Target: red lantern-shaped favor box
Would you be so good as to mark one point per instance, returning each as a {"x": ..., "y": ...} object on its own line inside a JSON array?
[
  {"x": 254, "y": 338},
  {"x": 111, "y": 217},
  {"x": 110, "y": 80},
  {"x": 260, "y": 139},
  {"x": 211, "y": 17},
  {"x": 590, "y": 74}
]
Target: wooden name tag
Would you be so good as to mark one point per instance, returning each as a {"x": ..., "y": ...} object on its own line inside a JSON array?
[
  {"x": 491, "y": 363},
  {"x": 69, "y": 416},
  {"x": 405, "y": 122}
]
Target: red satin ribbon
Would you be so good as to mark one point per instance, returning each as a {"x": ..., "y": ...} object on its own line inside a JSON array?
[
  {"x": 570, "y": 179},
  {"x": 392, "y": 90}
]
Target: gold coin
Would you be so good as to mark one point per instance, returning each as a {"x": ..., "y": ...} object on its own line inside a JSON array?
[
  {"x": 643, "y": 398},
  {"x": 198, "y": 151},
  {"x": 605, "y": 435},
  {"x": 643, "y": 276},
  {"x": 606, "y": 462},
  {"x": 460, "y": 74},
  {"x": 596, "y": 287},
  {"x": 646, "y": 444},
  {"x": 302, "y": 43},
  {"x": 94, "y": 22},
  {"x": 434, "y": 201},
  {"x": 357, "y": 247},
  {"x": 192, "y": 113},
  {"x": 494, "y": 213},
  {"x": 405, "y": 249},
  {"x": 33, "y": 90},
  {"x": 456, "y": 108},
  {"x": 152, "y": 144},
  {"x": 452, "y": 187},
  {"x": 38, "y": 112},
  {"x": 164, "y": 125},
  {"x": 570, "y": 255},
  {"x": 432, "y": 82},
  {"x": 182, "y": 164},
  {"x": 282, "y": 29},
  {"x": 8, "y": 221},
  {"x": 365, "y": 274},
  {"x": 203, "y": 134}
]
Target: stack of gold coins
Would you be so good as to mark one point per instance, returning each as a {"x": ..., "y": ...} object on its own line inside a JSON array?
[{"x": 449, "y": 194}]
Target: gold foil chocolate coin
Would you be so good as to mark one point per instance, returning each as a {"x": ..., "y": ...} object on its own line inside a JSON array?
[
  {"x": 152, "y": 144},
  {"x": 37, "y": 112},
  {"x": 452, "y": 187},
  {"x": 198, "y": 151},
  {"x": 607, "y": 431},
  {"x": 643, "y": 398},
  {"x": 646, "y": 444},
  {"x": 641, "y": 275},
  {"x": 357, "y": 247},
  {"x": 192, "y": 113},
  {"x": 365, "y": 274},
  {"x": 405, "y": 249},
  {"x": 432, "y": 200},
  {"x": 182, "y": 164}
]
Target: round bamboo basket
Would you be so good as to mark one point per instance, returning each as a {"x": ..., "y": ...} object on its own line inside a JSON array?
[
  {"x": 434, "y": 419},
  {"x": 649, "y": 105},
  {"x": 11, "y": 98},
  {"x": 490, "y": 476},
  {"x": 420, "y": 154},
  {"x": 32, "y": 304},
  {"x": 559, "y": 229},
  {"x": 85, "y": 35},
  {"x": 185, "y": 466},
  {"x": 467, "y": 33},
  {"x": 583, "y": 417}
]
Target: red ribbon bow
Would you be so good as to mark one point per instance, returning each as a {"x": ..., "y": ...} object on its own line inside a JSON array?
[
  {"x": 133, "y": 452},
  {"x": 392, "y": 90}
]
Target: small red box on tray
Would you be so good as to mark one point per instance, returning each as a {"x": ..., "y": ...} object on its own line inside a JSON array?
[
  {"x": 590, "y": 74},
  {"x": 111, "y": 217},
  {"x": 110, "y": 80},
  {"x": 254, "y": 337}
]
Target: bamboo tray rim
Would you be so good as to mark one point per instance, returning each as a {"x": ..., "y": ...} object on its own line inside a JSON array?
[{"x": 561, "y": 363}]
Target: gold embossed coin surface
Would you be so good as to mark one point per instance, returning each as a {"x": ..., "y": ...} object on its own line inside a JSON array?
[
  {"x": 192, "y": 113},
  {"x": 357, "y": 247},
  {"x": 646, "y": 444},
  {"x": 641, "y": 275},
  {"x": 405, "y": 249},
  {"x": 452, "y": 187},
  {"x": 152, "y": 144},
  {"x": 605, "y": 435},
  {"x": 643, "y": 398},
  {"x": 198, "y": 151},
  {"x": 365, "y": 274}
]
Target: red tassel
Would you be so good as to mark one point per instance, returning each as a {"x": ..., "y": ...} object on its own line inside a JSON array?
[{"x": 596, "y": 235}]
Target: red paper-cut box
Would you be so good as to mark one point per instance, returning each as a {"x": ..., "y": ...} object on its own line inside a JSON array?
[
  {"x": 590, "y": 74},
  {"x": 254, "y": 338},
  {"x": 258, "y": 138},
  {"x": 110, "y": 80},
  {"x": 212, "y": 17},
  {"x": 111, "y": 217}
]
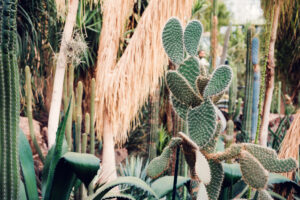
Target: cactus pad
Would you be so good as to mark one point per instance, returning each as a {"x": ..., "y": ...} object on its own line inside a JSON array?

···

Leave out every picture and copy verbatim the lines running from the line containing "Target: red ribbon bow" through the final line of the data.

### [WRITTEN RESPONSE]
Target: red ribbon bow
Would you be so good as to mark one point per instance, returning each as a {"x": ..., "y": ...} object on its own line inside a JSON array?
[
  {"x": 133, "y": 452},
  {"x": 392, "y": 90}
]
Target: small red box on tray
Would you be so good as to mark one point per instance, returning each as a {"x": ..., "y": ...} object on its own line inside a JSON array?
[
  {"x": 590, "y": 74},
  {"x": 111, "y": 217},
  {"x": 110, "y": 80},
  {"x": 254, "y": 337}
]
Target: bamboo tray rim
Would you be so good as to mark one point per instance, returning each as a {"x": ..., "y": ...} object on its own line inside a JSON array?
[{"x": 561, "y": 363}]
Target: gold embossed coin surface
Would you be so good as to mark one point per instance, returning each as a {"x": ..., "y": ...} object on its own line inside a JSON array?
[
  {"x": 192, "y": 113},
  {"x": 357, "y": 247},
  {"x": 646, "y": 444},
  {"x": 641, "y": 275},
  {"x": 405, "y": 249},
  {"x": 452, "y": 187},
  {"x": 152, "y": 144},
  {"x": 605, "y": 435},
  {"x": 643, "y": 398},
  {"x": 198, "y": 151},
  {"x": 365, "y": 274}
]
Target: red tassel
Would you be so good as to mark one point per instance, returning each as a {"x": ..., "y": ...} object on its own line inside a JSON array?
[{"x": 596, "y": 235}]
Target: red paper-cut box
Would you be so good as to mark one point per instance, returning each as a {"x": ..., "y": ...} object on its own line inside a JSON array?
[
  {"x": 590, "y": 74},
  {"x": 254, "y": 338},
  {"x": 258, "y": 138},
  {"x": 110, "y": 80},
  {"x": 212, "y": 17},
  {"x": 111, "y": 217}
]
Target: cactus pad
Would you be so good as to mark one point per instance, returning each as a {"x": ..., "y": ...} object on its own line inside a JSON array?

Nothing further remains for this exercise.